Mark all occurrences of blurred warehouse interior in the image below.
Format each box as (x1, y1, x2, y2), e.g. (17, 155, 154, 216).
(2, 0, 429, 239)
...
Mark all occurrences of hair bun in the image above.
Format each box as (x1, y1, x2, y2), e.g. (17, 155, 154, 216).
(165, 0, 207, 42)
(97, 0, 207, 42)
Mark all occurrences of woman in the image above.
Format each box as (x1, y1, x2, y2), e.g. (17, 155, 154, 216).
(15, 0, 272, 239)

**TRY IT:** Copy out every line of the listing that contains the string "occurrences".

**OUTPUT OF THE EXERCISE:**
Mark all occurrences of blurred warehouse interior in the image below.
Mark all occurrences of hair bun in the image above.
Mark all occurrences of woman in the image above.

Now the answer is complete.